RECORDS TO USE:
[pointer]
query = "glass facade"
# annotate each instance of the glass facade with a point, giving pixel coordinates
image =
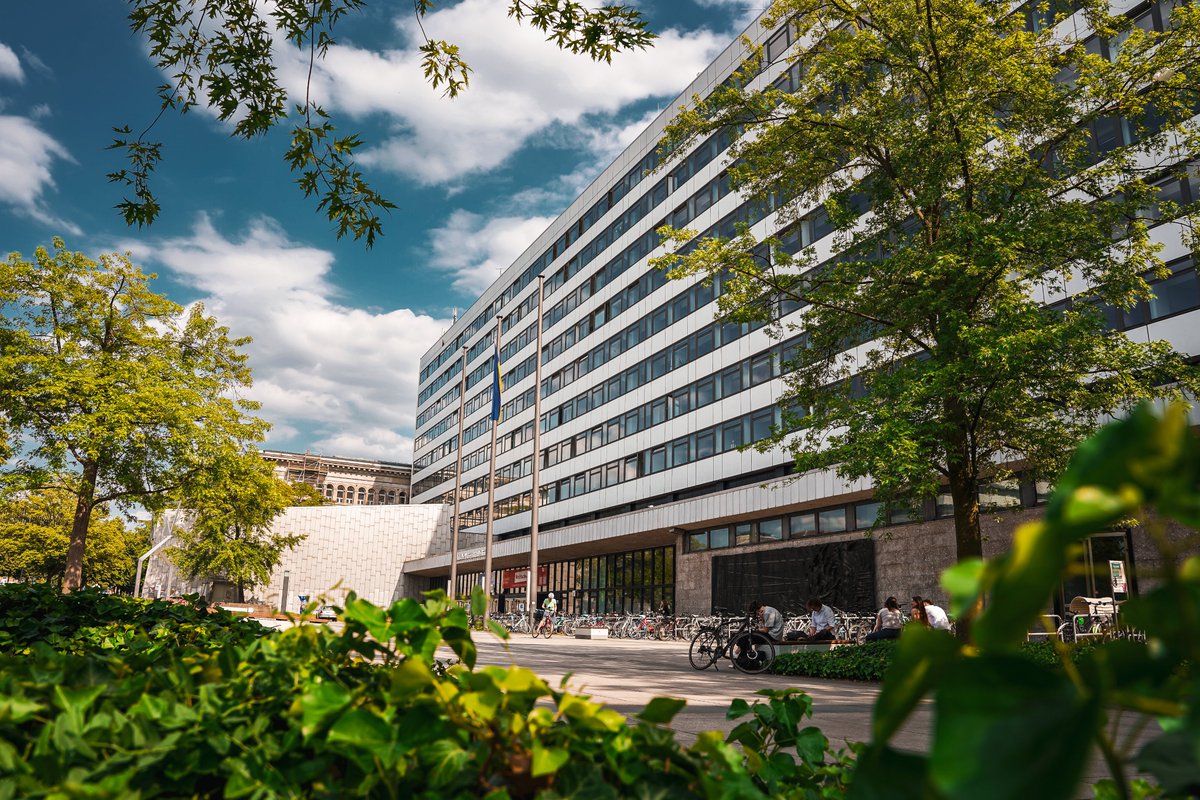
(631, 582)
(646, 396)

YOUR TASK: Copy each line of the listing that holds the word "glass".

FINAL ANSWER:
query = "glass facade"
# annotate each instance of the glass facade with a point, giving pixel coordinates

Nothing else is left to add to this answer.